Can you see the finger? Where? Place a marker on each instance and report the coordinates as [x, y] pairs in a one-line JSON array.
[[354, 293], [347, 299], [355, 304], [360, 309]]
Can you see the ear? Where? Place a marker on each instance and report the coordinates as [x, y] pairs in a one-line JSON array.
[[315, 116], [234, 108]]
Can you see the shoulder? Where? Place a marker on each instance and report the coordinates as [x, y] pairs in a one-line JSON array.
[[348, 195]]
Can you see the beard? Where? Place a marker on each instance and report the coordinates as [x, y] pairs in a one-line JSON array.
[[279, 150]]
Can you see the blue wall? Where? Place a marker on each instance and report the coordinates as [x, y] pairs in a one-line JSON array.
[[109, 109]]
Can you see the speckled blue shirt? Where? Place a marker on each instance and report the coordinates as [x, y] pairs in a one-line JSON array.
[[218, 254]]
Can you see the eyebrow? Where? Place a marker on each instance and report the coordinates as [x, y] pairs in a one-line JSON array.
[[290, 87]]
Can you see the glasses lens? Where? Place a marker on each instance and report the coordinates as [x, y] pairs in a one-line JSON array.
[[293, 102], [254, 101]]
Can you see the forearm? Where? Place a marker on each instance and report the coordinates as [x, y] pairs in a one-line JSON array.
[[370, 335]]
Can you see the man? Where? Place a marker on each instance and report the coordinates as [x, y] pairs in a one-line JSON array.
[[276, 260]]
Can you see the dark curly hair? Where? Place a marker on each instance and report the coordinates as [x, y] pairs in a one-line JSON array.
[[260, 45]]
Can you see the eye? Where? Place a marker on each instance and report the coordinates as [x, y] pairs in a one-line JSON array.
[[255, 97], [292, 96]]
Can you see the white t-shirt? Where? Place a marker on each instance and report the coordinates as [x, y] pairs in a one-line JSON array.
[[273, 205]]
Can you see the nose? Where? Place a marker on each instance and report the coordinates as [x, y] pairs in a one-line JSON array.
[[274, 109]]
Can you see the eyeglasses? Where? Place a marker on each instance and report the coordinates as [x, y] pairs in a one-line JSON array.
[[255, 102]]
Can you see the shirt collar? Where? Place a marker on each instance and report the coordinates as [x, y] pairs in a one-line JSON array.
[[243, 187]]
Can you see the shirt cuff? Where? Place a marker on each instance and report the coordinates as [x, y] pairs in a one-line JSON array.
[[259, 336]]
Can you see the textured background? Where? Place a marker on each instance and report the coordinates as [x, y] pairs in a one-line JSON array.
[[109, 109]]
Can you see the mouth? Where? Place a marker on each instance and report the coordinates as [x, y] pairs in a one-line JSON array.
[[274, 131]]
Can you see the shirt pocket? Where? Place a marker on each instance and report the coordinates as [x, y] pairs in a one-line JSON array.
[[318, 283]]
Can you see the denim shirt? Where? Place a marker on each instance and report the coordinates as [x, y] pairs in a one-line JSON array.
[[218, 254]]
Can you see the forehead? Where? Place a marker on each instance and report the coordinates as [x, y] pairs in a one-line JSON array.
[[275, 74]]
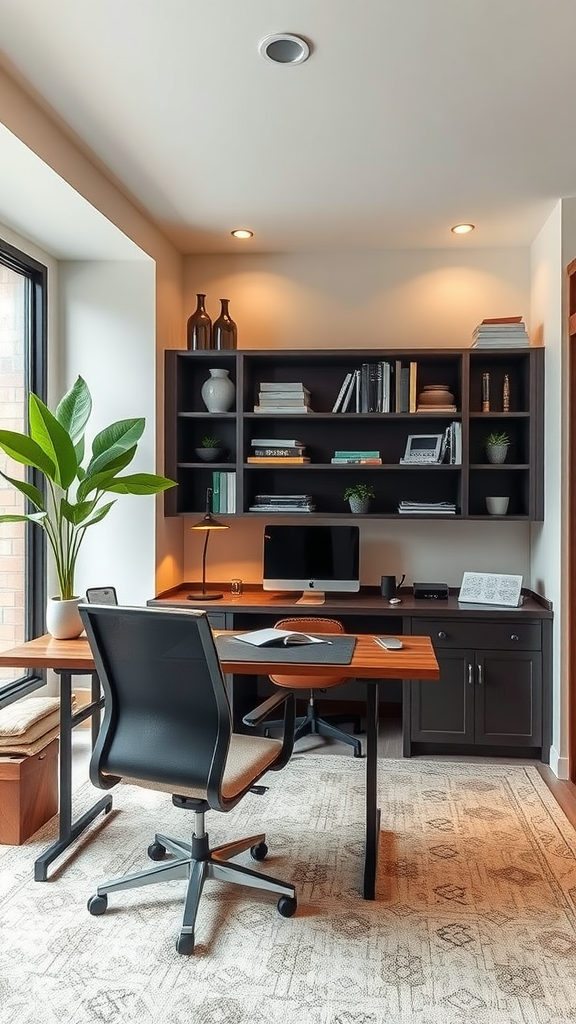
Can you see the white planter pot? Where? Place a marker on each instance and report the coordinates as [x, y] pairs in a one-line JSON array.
[[218, 391], [496, 454], [63, 619]]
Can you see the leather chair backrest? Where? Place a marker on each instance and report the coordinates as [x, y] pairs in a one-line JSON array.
[[167, 717], [310, 625]]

__________

- [Work to do]:
Reproduce all of the rows above word for word, leaving out any pictures.

- [Written answer]:
Can you see the finger? Where? Place a marker on each instance and report the coordinates as [x, y] pairs in a one-line JSON array.
[[354, 293], [347, 299], [355, 304], [360, 309]]
Can you see the ear? Where? Place a marker on each instance and report the coordinates as [x, y] pairs in a one-line JSON array.
[[315, 116], [234, 108]]
Can you see the shoulder? Where? Place a marker on each instance and report the coordinates as [x, y] pairs in a one-line JSON array.
[[348, 195]]
Can you see the beard? Where? Place a marker on each instance and report the coordinates as [x, y] pairs in a one-line JSON array.
[[279, 150]]
Can you see the blue wall? Where? Place a marker on each instance and report the coordinates as [x, y] pairs in a one-line JSON array.
[[109, 109]]
Can you see the speckled blue shirt? Where? Place a marker on each instance and report the coordinates as [x, y] pairs in a one-line JSON array.
[[218, 254]]
Can you see the eyebrow? Where? Place a marker on each instance and report the coordinates as [x, y] pairs in a one-line JSON array.
[[290, 87]]
Can you see the glasses lens? Where? Place a marker on each instance and report the coordinates as [x, y] pairs in a one-line JSON array.
[[293, 102], [254, 101]]
Can you see the forearm? Where? Place a marker on each instance and report the coordinates as [x, y] pairs in a one-line JSON array.
[[370, 335]]
Can you see the man? Where? Place a marker on each instance and report the coordinates as [x, y] pairs in a one-line JSON array.
[[276, 260]]
Can you see the dark curly hair? Where? Place a marker on each instance and report the coordinates as [x, y] pairs in a one-line JSON array.
[[260, 45]]
Can you see the eye? Where? Place a marker on each instance and report the coordinates as [x, y] pairs in a one-line JSON array.
[[255, 97], [292, 96]]
Can you see the white t-shirt? Where? Place a marker on each instance and report the coordinates as [x, y] pairs in a one-line JSON array.
[[273, 205]]
Can you see the nose? Where? Place a marker on each instance and report the coordinates as [x, y] pairs in a one-line JSON array.
[[274, 109]]
Can you see the eyeglasses? Where? Place a marker on each instance and report the coordinates as [x, y] pairs in a one-line JSON array.
[[255, 102]]
Can you see the shirt collar? Where? Place a marker on each instance and report the coordinates as [x, y] pairs in a one-line JSON array.
[[243, 187]]
Can you see the shirt cuff? Where? Place a marker on each instance and report the coordinates as [x, y] pairs in a one-line JSON array.
[[259, 336]]
Can you see the textured background? Where? Place a marker on each instance and report the coordinates as [x, y] pairs in a one-line JSON array.
[[109, 109]]
Can you see the mouth? Where? Place a marker on each instance and report the coordinates as [x, y] pairs in a one-line JSON array.
[[274, 131]]
Can you see the shirt pocket? Where? Place a marker on each instance and report the coordinates as [x, y] pairs in a one-line JSON array.
[[318, 283]]
Can you see the denim shirt? Where? Place a marker on each instance and report the coordinates as [x, y] pairs in a one-line JSON array.
[[218, 254]]
Can you see the forehead? Where? Place a marker on each instance and report the coordinates as [x, y] pairs in a one-line JSON array.
[[275, 74]]
Can you see the white planter pot? Where? Place a marker on each instance and report the coordinates as [x, y] pairs in a one-line JSON array.
[[218, 391], [496, 454], [63, 619]]
Can you see the leather chair backrest? Where? Place a marker on each instance and report the coordinates as [x, y] pairs in a one-line JSON array.
[[167, 717], [310, 625]]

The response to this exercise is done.